## [Texto para leitura]
>>>
Há algumas semanas escrevi um artigo sobre Aurion: Legacy of Kori-Odan e recentemente tive também a oportunidade entrevistar a equipa da Kiro’o Games que o produziu.
João Machado (JM) – Antes de mais, agradeço a vossa disponibilidade para esta entrevista.
Kiro’o Games (KG) – E nós agradecemos o vosso interesse no nosso trabalho.
JM – A primeira coisa que reparei no vosso jogo foram as cores ricas e vibrantes. Apesar de isso estar presente noutros jogos, sendo baseado em África parece mais natural. Quanta influência teve a cultura dos Camarões no vosso jogo?
KG – Primeiro temos que dizer que não é só a cultura Camaronesa que influencia Aurion, mas outras culturas africanas como do Quénia, Nigéria, Gana, etc. Agora, sobre a influência da cultura Camaronesa, podem ser encontradas várias referências no jogo. Por exemplo, existe um teste que Enzo e Erine têm que passar antes da sua aventura. Chama-se Ngondo. Nos Camarões, Ngondo é um festival dos Sawa, o povo da costa. Um dos seus aspectos culturais é a água. O festival acontece todos os anos em Douala, perto do rio Wouri. Algumas cabanas e roupas dos NPC também são inspiradas no estilo de vida Camaronês.
JM – Quais as raízes da história e personagens? Foram totalmente criados por vocês ou são inspirados em história e mitos africanos?
KG – Aurion é um jogo de fantasia africana, é uma história imaginada. Por isso não se consegue encontrar personagens que existam ou tenham existido na vida real. Contudo, porque o nosso passado cultural foi inspiração e o jogo dá enfase a várias temáticas existenciais (golpes de estado, traições, imigração, escravatura, etc.) podem encontrar personagens que são referências caricaturadas de alguns activistas políticos africanos.
De resto, Aurion é a história de um jovem casal, Enzo e Erine Kori-Odan que são vítimas de um golpe por Ngarba Evou, o cunhado de Enzo. Depois de ser exilado da sua cidade natal de Zama, eles têm que viajar por Auriona, o mundo do jogo totalmente criado por nós. Eles terão que enfrentar inimigos em batalhas épicas enquanto respondem a questões universais, para conquistar o seu legado e voltar ao trono.
JM – Digo isto como um elogio ao talento dos vossos designers, mas o aspecto do jogo faz-me lembrar as séries de animação Avatar – The Last Airbender e The Legend of Kora que são muito etnicamente diversas, ao contrário do padrão Europeu e da América do Norte. Isso foi uma das vossas fontes de inspiração?
<<<
## [Enunciado]
Dá seguimento à entrevista sobre o jogo Aurion, escrevendo o que vem logo a seguir à última pergunta de JM.

## [Entradas fornecidas]
>>>
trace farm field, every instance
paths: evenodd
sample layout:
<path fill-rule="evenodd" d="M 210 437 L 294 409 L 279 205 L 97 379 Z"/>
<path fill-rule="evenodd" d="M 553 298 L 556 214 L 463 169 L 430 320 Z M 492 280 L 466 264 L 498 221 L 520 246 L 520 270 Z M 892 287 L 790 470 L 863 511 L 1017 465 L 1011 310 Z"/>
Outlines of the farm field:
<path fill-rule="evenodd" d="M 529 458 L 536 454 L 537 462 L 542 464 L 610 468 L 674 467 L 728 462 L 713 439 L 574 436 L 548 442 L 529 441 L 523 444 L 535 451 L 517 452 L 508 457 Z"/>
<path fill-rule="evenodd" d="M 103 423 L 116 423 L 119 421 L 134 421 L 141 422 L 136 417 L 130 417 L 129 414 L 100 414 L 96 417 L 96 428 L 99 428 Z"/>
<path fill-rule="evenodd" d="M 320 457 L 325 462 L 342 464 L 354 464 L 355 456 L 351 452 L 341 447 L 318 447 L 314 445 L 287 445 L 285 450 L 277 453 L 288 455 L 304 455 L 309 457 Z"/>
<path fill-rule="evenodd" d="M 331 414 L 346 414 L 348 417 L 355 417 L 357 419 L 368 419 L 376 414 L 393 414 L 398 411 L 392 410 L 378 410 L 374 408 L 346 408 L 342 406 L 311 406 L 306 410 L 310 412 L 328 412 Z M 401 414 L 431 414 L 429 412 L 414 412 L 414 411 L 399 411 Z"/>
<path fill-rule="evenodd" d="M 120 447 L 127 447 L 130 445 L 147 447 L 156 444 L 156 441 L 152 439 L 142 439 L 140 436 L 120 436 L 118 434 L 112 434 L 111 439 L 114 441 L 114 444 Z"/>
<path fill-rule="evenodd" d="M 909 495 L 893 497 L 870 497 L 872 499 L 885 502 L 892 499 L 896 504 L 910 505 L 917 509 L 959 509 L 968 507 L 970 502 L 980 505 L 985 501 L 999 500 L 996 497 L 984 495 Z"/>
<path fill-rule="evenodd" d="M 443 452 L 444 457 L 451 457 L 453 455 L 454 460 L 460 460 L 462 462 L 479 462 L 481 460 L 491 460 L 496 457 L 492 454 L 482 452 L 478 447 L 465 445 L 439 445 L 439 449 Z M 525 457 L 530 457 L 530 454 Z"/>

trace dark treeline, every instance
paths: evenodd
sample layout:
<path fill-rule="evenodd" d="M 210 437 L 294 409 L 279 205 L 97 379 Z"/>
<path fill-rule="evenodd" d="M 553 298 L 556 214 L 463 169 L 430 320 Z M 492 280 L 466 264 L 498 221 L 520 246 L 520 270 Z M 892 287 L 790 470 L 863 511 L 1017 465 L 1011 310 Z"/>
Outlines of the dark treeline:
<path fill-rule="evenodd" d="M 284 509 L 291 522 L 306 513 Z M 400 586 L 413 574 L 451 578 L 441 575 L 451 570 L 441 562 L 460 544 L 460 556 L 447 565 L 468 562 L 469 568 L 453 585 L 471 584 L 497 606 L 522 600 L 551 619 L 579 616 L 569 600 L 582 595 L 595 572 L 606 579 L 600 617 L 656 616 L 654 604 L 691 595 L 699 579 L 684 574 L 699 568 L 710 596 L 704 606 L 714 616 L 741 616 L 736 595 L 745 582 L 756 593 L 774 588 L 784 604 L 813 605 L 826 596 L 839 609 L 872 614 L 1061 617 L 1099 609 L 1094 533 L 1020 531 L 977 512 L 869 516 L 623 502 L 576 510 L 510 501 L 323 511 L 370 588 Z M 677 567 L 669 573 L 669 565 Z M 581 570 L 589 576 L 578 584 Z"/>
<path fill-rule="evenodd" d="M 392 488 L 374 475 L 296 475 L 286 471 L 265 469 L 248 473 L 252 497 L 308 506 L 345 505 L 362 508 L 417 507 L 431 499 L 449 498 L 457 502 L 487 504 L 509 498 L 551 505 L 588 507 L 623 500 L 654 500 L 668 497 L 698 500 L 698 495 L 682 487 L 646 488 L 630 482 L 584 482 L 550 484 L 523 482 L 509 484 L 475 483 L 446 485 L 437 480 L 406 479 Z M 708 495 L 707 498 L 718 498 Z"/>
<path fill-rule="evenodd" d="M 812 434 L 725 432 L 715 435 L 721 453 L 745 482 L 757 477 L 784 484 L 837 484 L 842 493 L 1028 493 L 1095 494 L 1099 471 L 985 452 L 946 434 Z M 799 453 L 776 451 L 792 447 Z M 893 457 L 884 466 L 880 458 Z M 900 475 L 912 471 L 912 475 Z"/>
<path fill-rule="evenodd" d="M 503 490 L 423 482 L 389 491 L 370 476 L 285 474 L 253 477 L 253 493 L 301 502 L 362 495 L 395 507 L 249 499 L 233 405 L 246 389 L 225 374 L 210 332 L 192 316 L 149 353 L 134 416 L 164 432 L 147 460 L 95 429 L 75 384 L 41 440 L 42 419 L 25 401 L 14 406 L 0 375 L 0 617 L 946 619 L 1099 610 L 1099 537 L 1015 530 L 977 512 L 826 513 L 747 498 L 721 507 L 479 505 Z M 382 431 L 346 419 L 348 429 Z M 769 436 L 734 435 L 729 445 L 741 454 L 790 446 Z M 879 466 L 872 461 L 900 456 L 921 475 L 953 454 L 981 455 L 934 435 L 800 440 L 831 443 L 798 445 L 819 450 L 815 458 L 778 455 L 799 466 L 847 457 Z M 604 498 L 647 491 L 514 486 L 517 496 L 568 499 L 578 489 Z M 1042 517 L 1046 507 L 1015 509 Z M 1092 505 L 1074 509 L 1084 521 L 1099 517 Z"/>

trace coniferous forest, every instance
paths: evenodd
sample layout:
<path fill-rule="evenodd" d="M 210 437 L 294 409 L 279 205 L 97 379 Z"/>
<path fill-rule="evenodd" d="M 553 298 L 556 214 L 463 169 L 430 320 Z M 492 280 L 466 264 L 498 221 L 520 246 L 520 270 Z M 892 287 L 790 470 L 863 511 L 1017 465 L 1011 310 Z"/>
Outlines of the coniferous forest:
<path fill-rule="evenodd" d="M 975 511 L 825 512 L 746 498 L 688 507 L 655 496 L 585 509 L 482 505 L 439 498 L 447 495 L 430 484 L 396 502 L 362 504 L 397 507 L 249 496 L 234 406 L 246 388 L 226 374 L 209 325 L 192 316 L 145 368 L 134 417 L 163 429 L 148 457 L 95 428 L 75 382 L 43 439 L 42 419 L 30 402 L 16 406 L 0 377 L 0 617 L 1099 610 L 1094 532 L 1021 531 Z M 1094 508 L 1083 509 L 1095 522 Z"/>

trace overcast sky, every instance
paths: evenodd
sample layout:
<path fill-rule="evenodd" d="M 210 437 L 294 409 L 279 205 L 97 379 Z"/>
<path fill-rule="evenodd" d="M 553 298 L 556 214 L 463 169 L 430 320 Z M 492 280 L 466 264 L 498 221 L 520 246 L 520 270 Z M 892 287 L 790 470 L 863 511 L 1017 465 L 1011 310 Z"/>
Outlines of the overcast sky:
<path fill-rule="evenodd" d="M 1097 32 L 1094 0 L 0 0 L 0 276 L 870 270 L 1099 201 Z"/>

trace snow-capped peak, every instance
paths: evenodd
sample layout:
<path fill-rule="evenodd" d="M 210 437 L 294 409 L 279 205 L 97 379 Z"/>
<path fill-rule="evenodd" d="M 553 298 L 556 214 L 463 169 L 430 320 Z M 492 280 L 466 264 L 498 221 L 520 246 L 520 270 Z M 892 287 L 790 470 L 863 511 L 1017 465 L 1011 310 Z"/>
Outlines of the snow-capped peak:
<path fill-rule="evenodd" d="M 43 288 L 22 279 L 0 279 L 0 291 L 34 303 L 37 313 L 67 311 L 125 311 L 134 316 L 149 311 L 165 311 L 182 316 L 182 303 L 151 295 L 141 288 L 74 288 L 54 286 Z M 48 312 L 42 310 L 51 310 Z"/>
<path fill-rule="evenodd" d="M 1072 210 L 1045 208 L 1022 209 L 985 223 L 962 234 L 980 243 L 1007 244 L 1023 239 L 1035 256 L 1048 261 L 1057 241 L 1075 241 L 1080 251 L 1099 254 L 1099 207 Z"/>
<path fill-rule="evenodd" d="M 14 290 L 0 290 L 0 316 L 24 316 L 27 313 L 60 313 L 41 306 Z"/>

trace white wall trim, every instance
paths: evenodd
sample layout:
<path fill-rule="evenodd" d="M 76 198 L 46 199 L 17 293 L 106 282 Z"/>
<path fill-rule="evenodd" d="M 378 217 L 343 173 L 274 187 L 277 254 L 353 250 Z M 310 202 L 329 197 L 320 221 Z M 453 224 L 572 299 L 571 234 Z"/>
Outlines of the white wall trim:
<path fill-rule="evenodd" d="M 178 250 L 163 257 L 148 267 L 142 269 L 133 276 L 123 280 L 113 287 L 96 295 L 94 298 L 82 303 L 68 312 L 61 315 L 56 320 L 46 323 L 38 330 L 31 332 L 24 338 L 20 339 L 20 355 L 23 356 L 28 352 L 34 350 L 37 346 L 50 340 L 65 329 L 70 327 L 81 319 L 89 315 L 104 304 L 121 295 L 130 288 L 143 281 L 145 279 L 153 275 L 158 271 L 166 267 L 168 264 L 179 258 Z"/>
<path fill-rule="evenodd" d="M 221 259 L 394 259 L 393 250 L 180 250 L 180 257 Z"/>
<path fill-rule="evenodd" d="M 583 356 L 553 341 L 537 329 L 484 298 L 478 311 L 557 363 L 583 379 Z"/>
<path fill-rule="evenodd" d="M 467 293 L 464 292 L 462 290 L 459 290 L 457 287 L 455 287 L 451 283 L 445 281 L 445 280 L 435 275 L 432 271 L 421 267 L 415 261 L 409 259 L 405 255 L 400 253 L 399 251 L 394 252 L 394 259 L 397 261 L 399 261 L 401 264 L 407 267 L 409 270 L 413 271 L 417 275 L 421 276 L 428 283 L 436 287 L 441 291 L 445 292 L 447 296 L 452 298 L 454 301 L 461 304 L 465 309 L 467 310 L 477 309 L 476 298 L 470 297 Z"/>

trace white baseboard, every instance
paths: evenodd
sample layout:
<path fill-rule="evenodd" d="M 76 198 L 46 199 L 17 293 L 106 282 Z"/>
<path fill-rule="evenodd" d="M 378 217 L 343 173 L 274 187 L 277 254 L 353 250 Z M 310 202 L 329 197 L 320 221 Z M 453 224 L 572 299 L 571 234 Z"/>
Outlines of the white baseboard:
<<<
## [Resposta]
KG – Nós também adoramos essas séries, e fomos buscar inspiração também nos gameplays de alguns jogos como a série Tales (especialmente para os combates serem mais dinâmicos), ou Dust: An Elysian Tail pela sua riqueza visual. Não quisemos fugir demais às referências de videojogos para não desencaminhar os jogadores no nosso universo original. Durante a nossa campanha de Kickstarter editamos um update sobre as inspirações de Aurion.
JM – O cenário africano que é base de Aurion não é comum nos videojogos. Acham que isso vai colocar os Camarões não só no mapa dos videojogos mas também vai incitar a curiosidade dos jogadores sobre Africa e particularmente o vosso país?
KG – Sim, claro. Esse era um dos nossos objectivos quando começou o projecto: contribuir para o crescimento da indústria de videojogos africana. Achamos que o sucesso de Aurion vai ser apenas o primeiro da indústria africana.
JM – O estilo de luta, o Caaro Aargudan, parece ser totalmente original em jogabilidade e nos movimentos do personagem. É um estilo de luta real ou foi criado por vocês?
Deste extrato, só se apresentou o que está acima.